▶ YOUR TASK
Rewrite each of the rows below, putting "JSON list" wherever "JSON array" appears and leaving everything else unchanged.

(Some rows)
::::::::

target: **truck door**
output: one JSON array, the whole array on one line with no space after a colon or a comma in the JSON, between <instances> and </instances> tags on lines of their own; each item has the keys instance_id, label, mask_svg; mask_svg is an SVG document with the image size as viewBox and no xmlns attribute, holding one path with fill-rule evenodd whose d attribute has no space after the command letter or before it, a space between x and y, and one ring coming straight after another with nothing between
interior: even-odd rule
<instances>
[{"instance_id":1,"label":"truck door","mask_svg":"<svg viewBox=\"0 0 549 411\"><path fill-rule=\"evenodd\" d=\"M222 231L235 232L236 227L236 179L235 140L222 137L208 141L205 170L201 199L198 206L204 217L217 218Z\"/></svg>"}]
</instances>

::::::::

▶ REPLY TO THE EXERCISE
target: **truck door**
output: one JSON list, the whole array on one line with no space after a colon or a comma in the JSON, between <instances> and </instances> tags on lines of their own; each item has the keys instance_id, label, mask_svg; mask_svg is an SVG document with the image size as viewBox and no xmlns attribute, holding one path with fill-rule evenodd whose d attribute has no space after the command letter or before it, a space between x and y, and one ring coming straight after another with nothing between
interior: even-odd rule
<instances>
[{"instance_id":1,"label":"truck door","mask_svg":"<svg viewBox=\"0 0 549 411\"><path fill-rule=\"evenodd\" d=\"M222 231L235 232L236 227L236 179L235 140L222 137L208 141L205 170L201 199L198 206L204 217L217 218Z\"/></svg>"}]
</instances>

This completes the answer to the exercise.